▶ [DOCUMENT TEXT]:
····················

In the 1960s the Norwegian archaeologist Anne Stine Ingstad along with her explorer husband Helge Ingstad discovered the remains of a Viking settlement at L’Anse aux Meadows, which is on the northern tip of Newfoundland in Canada. The Vikings appeared to have been there about 1000 years ago, shattering the idea that Christopher Columbus and crew were the first Europeans to arrive in North America in 1492.
Now, Margot Kuitems, Michael Dee and colleagues at the University of Groningen in the Netherlands, along with researchers in Canada, have used radioactive isotope techniques to put an extremely precise date on the Viking settlement. According to a paper published in Nature this week, Vikings were living in Newfoundland in 1021 – exactly 1000 years ago.
The team could give such a precise date because of a fortuitous cosmic ray shower that is known to have occurred in 993. This event boosted the amount of radioactive carbon-14 in the environment – and some of that carbon was taken up by trees worldwide. This provides archaeologists with a distinct marker in the rings of ancient trees, signifying that the tree was growing in 993. By counting how many subsequent rings are present in a sample of wood, they can work out how many years passed from 993 to when the tree was cut down.
Wooden objects found at L’Anse aux Meadows had distinctive rings from 993, plus about 28 more – suggesting that they were made from wood that was cut in 1021. Writing in Nature, the team says, “Our new date lays down a marker for European cognisance of the Americas”. They add, “It also provides a definitive tie point for future research into the initial consequences of transatlantic activity, such as the transference of knowledge, and the potential exchange of genetic information, biota and pathologies”.
Moving from the east coast of Canada to Golden, British Columbia in the west, Ruth Hamilton has had a shockingly close encounter with something from outer space. She awoke on 3 October to find a meteorite on the bed next to her. Hamilton told CBC News that she was woken by the sound of her dog barking, which was followed by an explosion of sound and debris as the space rock came through the ceiling and landed near her pillow – where her head had been seconds earlier.
Local construction workers reported seeing a bright flash in the sky at around the same time, leading physicist Peter Brown at Western University to conclude that the rock is probably a meteorite. Brown is now eagerly awaiting delivery of the object for further study.

····················

▶ [DATA SUPPLIED]:
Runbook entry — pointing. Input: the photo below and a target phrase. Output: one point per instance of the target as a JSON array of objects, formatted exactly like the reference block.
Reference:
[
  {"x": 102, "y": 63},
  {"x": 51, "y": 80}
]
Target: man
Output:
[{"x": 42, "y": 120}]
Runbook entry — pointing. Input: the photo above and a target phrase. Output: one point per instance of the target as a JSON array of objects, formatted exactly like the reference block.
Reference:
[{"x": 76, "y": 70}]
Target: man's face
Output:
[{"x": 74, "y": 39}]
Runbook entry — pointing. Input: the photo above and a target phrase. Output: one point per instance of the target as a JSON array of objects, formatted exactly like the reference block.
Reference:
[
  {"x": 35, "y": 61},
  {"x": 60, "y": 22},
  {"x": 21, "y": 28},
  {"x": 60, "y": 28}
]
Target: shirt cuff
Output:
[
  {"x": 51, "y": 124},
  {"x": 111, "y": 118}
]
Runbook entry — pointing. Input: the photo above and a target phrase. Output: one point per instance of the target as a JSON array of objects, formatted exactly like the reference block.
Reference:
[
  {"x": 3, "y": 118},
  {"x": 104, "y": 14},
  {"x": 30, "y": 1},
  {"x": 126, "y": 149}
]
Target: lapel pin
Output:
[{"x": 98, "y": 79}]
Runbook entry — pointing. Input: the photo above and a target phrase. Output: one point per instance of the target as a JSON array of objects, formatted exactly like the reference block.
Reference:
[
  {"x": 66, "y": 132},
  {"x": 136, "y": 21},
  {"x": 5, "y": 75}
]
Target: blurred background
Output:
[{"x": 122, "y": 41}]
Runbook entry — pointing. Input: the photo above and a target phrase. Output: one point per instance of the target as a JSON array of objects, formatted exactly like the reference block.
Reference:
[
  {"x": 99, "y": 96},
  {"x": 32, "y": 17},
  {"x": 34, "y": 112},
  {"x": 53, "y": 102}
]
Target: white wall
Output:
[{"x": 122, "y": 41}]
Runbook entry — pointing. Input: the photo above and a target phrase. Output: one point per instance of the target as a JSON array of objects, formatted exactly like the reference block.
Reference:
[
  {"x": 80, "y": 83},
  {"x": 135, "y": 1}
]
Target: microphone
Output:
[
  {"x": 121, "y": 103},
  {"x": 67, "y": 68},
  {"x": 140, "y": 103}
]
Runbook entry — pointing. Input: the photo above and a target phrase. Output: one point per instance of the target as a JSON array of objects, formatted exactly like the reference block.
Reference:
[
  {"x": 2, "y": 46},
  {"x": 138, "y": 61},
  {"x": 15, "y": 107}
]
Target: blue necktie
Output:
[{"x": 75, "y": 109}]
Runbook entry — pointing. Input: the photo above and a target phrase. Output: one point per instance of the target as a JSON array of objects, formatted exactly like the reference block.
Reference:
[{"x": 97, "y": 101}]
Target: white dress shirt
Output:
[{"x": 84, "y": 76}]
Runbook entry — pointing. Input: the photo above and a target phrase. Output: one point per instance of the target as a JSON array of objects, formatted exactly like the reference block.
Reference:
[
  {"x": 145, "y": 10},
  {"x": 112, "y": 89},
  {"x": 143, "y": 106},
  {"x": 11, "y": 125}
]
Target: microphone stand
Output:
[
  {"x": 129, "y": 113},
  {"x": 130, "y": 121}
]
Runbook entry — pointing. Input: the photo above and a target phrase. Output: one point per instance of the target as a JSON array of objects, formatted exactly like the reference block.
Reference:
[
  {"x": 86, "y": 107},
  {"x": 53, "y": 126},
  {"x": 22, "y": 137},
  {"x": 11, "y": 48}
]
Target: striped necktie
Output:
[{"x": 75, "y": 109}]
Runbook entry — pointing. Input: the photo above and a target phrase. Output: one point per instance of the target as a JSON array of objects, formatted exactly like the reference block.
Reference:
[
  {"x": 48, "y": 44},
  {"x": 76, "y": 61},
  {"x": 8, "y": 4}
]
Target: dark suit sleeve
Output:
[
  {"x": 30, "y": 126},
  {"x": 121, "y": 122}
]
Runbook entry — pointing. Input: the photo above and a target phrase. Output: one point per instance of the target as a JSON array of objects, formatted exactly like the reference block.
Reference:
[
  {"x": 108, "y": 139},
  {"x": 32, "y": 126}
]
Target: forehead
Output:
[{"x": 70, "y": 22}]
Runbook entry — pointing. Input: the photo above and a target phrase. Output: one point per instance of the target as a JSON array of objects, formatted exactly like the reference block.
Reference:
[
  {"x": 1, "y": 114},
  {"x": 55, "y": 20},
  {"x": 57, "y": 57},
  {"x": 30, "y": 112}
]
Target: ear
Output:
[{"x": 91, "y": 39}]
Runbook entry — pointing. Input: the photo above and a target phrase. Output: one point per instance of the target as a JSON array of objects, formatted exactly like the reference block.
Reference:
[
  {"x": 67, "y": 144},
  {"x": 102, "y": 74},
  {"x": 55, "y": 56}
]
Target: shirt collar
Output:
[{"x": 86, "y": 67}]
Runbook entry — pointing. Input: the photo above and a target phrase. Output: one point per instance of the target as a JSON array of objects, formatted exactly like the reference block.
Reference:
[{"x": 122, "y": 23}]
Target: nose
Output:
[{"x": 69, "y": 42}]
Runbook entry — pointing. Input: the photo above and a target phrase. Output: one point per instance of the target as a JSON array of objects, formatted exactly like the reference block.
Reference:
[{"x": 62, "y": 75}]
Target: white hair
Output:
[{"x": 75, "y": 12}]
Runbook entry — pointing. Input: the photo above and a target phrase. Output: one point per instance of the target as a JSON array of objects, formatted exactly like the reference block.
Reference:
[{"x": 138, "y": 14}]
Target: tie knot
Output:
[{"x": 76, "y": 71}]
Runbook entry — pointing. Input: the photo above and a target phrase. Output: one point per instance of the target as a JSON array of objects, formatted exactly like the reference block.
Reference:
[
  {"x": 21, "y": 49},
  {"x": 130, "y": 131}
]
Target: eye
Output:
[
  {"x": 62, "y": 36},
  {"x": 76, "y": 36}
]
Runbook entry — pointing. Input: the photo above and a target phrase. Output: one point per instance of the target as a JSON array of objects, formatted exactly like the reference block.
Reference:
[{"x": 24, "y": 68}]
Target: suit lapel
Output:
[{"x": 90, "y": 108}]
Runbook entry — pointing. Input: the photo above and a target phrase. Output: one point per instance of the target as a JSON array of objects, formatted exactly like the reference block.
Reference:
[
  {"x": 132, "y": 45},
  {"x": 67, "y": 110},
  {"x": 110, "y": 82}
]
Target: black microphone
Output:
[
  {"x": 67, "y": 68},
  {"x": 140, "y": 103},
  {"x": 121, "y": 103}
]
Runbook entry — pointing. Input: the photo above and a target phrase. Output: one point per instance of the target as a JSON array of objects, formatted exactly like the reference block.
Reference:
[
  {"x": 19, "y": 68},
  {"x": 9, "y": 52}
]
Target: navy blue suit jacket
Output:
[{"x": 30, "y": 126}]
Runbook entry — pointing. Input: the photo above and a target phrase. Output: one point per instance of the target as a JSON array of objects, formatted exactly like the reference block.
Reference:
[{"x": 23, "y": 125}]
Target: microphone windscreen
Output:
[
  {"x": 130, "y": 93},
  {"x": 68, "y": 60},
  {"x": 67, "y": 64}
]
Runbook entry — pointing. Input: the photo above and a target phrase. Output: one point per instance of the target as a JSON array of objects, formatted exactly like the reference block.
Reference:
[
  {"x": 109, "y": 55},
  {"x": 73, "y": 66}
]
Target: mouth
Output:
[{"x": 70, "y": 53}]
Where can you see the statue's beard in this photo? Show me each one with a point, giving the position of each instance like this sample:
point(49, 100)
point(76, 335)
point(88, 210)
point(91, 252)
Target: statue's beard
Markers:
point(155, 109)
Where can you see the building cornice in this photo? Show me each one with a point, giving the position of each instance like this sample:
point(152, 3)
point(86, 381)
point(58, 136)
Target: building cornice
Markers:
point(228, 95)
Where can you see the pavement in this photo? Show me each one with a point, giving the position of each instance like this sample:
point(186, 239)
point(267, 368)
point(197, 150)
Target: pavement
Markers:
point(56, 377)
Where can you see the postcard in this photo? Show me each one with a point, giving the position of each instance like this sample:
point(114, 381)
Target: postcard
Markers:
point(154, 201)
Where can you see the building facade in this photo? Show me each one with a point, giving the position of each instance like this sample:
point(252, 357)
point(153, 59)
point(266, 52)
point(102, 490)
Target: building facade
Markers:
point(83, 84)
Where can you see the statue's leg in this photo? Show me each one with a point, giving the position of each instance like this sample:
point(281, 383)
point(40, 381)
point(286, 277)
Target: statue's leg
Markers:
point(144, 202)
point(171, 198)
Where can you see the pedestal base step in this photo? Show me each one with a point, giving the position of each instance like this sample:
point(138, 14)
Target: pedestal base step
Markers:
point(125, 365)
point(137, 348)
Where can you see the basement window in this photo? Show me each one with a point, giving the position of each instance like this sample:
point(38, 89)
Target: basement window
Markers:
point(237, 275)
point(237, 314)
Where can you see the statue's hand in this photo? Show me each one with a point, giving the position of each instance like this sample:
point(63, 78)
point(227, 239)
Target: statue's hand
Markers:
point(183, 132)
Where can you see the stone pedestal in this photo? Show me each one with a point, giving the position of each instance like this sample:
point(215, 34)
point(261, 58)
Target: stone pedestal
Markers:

····················

▶ [COMPLETE THE FOLLOWING]:
A) According to the news text, in what year did the cosmic ray shower used to date the Viking settlement occur?
B) Say whether each statement agrees with the news text, and quote the words that decide it.
(i) Helge Ingstad was an archaeologist.
(ii) The wooden objects from L’Anse aux Meadows showed about 28 rings after the 993 ring.
(iii) Ruth Hamilton was first woken by the meteorite crashing through the ceiling.
C) Summarize the news text in two sentences.

▶ [ACTIVITY ANSWERS]:
A) 993

B)
(i) No: "the Norwegian archaeologist Anne Stine Ingstad along with her explorer husband Helge Ingstad"
(ii) Yes: "Wooden objects found at L’Anse aux Meadows had distinctive rings from 993, plus about 28 more"
(iii) No: "she was woken by the sound of her dog barking, which was followed by an explosion of sound and debris"

C) Researchers used the carbon-14 marker from a cosmic ray shower in 993 to count tree rings in wooden objects from L’Anse aux Meadows, showing that Vikings were living in Newfoundland in 1021. In Golden, British Columbia, Ruth Hamilton awoke to find a meteorite on her bed after it came through the ceiling, and physicist Peter Brown is waiting to study the object.